Collected data:
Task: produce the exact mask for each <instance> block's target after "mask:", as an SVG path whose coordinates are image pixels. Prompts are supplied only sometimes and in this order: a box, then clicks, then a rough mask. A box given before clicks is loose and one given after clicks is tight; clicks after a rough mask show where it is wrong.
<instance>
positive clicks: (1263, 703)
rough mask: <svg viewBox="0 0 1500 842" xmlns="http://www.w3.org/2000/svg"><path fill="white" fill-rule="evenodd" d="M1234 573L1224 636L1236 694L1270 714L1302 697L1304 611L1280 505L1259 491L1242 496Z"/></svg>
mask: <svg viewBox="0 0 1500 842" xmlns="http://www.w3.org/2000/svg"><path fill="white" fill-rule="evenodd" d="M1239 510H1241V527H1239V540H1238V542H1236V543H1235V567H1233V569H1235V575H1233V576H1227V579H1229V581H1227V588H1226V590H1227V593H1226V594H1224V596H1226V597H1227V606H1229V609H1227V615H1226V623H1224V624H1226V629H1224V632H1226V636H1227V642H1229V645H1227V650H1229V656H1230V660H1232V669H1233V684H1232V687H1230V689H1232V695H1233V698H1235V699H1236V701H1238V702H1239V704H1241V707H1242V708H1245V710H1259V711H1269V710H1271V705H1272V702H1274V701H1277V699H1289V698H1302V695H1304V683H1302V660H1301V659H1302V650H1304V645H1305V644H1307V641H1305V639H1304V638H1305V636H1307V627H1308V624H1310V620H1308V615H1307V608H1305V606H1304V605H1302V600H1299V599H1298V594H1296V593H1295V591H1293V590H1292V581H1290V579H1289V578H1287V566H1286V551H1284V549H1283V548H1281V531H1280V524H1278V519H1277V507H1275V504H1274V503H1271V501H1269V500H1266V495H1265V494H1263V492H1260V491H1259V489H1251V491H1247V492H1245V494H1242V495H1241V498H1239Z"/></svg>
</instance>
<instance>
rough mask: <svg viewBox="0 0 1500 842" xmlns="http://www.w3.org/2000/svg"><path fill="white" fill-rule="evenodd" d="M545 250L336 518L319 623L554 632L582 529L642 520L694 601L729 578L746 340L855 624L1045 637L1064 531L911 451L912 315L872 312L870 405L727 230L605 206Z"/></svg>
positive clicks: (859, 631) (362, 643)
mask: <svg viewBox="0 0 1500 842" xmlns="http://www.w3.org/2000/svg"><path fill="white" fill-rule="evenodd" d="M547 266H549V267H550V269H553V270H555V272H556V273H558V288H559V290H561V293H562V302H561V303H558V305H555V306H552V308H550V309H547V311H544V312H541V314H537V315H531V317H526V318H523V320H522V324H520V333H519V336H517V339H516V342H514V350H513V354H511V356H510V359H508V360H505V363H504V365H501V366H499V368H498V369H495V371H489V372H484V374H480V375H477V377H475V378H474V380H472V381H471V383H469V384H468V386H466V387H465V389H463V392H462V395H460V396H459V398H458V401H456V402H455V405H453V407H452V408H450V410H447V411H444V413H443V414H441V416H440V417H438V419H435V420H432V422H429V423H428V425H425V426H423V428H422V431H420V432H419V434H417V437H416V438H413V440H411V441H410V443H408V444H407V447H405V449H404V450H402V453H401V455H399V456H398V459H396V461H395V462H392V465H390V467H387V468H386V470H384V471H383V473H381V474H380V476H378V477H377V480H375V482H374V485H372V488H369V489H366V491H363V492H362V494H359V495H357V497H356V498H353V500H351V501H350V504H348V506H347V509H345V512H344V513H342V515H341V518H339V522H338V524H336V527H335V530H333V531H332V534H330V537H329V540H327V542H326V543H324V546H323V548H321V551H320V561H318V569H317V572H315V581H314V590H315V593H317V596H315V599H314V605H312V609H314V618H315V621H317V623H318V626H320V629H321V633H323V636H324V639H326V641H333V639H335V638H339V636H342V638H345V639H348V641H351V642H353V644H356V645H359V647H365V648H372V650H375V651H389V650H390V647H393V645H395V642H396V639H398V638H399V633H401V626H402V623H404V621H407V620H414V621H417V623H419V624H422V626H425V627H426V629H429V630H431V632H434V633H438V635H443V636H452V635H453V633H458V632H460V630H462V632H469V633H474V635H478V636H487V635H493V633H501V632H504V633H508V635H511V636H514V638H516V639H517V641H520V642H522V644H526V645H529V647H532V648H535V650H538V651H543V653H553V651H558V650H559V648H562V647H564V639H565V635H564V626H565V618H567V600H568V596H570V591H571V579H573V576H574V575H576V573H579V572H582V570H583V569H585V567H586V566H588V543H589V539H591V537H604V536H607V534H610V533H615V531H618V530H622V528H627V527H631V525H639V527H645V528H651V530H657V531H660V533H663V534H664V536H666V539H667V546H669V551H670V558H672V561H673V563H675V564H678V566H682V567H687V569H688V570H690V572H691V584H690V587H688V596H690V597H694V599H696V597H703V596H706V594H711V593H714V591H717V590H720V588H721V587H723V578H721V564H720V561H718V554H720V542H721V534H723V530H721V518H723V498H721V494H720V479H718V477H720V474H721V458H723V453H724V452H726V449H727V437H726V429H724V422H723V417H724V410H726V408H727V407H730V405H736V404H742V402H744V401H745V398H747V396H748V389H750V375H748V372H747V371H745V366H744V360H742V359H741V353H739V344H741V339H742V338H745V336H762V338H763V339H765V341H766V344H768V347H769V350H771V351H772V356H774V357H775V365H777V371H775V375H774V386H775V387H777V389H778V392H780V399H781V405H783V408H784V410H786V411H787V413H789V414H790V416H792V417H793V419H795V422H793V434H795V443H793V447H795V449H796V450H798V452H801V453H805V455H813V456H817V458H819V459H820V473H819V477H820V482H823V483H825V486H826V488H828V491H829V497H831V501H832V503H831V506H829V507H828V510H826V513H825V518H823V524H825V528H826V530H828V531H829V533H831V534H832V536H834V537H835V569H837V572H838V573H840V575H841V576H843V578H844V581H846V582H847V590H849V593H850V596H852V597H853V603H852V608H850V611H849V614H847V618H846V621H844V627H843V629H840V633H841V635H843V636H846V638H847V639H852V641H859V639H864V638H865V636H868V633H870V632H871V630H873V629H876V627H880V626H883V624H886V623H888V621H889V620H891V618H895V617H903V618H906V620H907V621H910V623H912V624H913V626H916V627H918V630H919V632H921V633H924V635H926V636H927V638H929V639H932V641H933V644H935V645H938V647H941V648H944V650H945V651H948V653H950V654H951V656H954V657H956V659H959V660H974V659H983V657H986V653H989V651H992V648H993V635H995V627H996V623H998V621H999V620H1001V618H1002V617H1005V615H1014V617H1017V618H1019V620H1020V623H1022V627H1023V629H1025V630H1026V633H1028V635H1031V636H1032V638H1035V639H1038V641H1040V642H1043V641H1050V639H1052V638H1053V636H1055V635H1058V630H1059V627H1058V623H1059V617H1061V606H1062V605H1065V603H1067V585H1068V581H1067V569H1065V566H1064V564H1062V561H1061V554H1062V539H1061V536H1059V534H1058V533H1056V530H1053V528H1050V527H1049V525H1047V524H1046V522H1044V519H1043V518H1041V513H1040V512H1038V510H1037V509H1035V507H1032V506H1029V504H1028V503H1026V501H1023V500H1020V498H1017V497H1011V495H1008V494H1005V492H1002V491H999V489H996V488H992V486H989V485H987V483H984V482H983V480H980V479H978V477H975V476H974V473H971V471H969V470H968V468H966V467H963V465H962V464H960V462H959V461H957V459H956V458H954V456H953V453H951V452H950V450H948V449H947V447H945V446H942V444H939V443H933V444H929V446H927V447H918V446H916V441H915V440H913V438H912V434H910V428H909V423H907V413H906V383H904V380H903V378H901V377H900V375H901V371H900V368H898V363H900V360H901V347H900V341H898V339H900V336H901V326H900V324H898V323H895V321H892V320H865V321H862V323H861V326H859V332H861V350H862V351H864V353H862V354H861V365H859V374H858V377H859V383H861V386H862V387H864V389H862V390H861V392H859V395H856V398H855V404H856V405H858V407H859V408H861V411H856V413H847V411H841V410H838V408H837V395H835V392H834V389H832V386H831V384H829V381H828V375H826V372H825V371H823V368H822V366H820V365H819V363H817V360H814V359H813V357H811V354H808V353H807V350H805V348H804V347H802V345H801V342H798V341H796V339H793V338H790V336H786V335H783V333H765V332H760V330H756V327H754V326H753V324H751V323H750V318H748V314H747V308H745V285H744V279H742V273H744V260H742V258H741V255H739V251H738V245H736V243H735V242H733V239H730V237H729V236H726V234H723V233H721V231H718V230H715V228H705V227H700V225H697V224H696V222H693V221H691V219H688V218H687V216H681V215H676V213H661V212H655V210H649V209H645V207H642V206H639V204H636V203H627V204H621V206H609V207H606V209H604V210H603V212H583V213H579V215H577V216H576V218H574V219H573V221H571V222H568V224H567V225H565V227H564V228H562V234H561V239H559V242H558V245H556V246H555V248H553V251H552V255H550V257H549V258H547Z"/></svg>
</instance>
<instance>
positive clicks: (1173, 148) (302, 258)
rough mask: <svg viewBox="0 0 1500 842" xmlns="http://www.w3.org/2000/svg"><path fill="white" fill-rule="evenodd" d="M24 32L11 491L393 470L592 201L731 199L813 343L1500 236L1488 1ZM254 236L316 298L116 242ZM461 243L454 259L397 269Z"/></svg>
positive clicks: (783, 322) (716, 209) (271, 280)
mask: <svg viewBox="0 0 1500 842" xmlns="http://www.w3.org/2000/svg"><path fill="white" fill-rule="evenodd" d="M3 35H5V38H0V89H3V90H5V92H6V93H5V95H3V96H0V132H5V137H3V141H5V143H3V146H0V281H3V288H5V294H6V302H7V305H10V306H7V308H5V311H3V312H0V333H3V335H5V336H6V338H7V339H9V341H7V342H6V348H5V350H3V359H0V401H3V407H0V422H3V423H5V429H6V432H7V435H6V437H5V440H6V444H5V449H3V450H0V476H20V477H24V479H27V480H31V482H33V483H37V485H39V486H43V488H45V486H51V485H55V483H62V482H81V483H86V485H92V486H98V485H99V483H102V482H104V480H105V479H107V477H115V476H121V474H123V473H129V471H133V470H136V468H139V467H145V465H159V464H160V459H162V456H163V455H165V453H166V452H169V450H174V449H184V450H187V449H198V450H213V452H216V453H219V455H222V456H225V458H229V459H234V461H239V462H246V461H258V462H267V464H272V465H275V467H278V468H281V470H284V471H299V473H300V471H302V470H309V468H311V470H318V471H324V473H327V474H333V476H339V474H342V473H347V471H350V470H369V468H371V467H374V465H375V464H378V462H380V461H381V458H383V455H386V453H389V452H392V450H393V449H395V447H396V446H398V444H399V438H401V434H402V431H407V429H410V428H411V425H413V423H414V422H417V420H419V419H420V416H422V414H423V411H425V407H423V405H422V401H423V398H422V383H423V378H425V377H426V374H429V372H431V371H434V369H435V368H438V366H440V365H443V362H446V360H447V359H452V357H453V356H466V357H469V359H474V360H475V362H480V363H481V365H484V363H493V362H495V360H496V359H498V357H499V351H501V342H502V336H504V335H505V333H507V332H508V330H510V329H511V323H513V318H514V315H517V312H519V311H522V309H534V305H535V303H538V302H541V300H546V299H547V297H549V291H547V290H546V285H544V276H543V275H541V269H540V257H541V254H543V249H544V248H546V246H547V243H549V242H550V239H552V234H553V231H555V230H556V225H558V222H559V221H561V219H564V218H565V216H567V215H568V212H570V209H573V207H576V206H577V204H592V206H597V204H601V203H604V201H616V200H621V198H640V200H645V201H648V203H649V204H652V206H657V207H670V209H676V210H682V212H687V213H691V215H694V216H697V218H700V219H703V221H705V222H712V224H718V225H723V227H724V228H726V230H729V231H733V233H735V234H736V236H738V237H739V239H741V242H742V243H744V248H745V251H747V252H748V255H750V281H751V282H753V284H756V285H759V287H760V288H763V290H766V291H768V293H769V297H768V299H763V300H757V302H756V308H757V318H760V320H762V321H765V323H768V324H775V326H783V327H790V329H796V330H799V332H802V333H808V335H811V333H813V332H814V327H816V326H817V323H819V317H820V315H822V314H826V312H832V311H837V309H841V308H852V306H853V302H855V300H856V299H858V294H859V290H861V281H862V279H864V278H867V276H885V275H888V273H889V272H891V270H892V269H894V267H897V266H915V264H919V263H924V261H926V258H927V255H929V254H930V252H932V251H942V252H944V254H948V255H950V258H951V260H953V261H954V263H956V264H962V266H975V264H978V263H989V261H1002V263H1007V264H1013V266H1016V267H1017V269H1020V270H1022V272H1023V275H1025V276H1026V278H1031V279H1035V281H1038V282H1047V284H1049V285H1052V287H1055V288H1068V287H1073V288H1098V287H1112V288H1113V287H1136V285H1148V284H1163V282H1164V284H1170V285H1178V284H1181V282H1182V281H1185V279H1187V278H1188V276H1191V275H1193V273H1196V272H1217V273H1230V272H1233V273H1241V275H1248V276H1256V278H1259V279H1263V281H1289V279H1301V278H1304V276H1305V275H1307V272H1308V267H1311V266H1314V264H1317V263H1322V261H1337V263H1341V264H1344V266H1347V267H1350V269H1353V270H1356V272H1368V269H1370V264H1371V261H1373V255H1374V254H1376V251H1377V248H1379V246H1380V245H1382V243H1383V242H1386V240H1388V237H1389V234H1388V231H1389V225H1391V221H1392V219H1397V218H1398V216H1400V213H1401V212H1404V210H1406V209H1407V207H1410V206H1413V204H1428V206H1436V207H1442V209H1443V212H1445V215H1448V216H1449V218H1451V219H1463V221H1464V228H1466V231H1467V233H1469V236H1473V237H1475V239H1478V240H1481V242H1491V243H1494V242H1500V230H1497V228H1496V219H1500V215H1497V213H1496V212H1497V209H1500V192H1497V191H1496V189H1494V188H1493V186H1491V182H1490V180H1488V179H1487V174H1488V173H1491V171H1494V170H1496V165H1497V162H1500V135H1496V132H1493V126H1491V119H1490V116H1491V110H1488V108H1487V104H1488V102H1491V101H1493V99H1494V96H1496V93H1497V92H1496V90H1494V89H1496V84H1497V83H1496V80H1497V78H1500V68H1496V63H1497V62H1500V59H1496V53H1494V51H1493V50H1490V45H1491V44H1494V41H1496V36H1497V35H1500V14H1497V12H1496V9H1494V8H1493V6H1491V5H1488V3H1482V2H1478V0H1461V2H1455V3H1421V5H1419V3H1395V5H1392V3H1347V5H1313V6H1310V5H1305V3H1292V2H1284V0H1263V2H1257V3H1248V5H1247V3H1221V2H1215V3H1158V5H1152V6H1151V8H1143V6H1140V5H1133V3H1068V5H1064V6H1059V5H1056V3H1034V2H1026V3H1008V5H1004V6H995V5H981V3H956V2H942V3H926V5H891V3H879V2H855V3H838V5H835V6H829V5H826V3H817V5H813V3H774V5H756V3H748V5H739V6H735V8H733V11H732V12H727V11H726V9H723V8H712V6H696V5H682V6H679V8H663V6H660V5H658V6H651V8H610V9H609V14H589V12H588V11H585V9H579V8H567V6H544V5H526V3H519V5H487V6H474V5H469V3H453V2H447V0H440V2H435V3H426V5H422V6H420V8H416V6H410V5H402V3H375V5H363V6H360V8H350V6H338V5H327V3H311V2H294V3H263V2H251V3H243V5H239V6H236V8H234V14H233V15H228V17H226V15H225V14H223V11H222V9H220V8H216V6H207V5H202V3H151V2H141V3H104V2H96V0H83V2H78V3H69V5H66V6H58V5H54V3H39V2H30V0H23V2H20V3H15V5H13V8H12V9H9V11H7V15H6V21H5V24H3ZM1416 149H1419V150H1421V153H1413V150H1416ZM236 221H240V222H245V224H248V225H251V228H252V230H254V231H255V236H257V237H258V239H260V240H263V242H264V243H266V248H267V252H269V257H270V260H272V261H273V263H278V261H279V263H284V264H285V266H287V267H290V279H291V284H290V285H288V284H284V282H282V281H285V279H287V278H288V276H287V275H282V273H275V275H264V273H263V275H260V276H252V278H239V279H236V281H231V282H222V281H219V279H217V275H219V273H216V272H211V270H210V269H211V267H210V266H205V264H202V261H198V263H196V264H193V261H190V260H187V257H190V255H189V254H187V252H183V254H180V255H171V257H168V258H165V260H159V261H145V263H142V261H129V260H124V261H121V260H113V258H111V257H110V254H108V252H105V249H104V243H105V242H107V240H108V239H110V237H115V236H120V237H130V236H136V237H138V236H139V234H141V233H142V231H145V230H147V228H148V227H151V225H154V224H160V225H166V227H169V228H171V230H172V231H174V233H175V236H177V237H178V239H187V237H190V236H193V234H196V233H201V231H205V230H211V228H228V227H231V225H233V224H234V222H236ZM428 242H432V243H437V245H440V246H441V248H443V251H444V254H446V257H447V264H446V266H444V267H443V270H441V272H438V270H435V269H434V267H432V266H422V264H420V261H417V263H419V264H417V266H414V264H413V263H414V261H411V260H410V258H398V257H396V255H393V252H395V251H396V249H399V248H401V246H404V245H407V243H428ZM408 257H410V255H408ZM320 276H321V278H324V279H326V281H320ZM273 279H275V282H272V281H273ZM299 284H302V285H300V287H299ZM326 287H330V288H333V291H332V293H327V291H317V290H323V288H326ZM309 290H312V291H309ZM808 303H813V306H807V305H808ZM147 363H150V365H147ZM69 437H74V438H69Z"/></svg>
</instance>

Exercise details
Copy the material word for word, from its very first line through the line containing "573L1224 636L1236 694L1270", and include that line.

Answer to the exercise
Task: produce the exact mask for each <instance> block's target after "mask:", as an SVG path whose coordinates are image pixels. Prompts are supplied only sometimes and in this order: a box, then clicks, then a rough mask. A box given before clicks is loose and one given after clicks is tight; clicks after a rough mask show where it is wrong.
<instance>
positive clicks: (1263, 703)
rough mask: <svg viewBox="0 0 1500 842" xmlns="http://www.w3.org/2000/svg"><path fill="white" fill-rule="evenodd" d="M1234 573L1224 636L1236 694L1270 714L1302 697L1304 611L1280 505L1259 491L1242 496Z"/></svg>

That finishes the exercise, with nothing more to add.